* Passage:
- Opening Delimiter -

At the coalface, you must therefore have the vital tools that can balance effectiveness and efficiency and not be faced with a plethora of false positives. You need to have tooling also that allows you to understand when something is triggered, why it triggered, and to assist in the remediation of that as well as the downstream resolution of any implications of that, any impacts, customer or beyond.
Looking at the big picture, there is a broader recognition required that we must increase collective engagement across the industry. This means more sharing bank to bank, if not necessarily hard data sharing but at least sharing information about threats. We should see more sharing of the specific actions against those threats. Banks are tasked with an almost impossible task in terms of educating customers about the threat as well as acting as the last line of defence against all these threats. Additionally, you should be publicising internally the threats averted and the achievements made.
Hubbis: Looking ahead, is there any cause of optimism?
Roy: Yes, I am optimistic, having been in this line for over two decades. We have more and more sophisticated solutions around transaction monitoring, using AI techniques, machine learning techniques, biometric, and so forth. These tools can increasingly help banks identify and then address the threat, even though that threat is escalating, modifying and adapting.

- Closing Delimiter -

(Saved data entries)

- Opening Delimiter -

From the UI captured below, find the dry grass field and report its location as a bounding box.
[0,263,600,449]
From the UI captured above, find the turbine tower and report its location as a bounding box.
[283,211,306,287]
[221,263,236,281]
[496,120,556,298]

- Closing Delimiter -

* Parts of the exercise:
- A) Based on the interview, why is Roy optimistic about the future? Answer in one to three sentences.
- B) Carry on the interview past its final sentence.

* Responses by task:
- A) Roy has worked in this field for over two decades and sees banks gaining more and more sophisticated transaction-monitoring solutions built on AI, machine learning, biometrics and similar techniques. These tools increasingly help banks identify and address threats, even as those threats escalate, modify and adapt.

- B)
We also see a recognition amongst the authorities and regulators that the problem is real, and that it needs to be addressed. I think we're seeing increasing evidence of a willingness to consult, not only within the industry, with your peers across the industry, but also public-private partnerships, information sharing, data sharing; all of this is absolutely necessary when you think about the burden that compliance with regulations and compliance with addressing this fraud threat represents.
Today, it is not unusual in the slightest for financial services firms to spend 10%, or even more of their overall budgets on compliance. The reality is that’s an almost unsustainable burden. So, the combination of tooling, the combination of kind of consultation and support from your peers and collaboration across the industry, all these elements could hopefully reduce that burden and increase the effectiveness in tackling that threat.”
In short, there is most definitely hope, and I remain optimistic that the collective effort of the technology boffins, the anti-fraud industry, the regulators and the banks and other financial sector practitioners can fight back and keep this type of crime under control.
As I indicated, it is idealistic to imagine we can win each and every battle, but we are ahead in the war, and we plan to remain there in the years ahead. we are also evolving at lightning speed, and my mission at NetGuardians is to help make sure we are solving the problems today and looking ahead to the problems and ongoing challenges of tomorrow.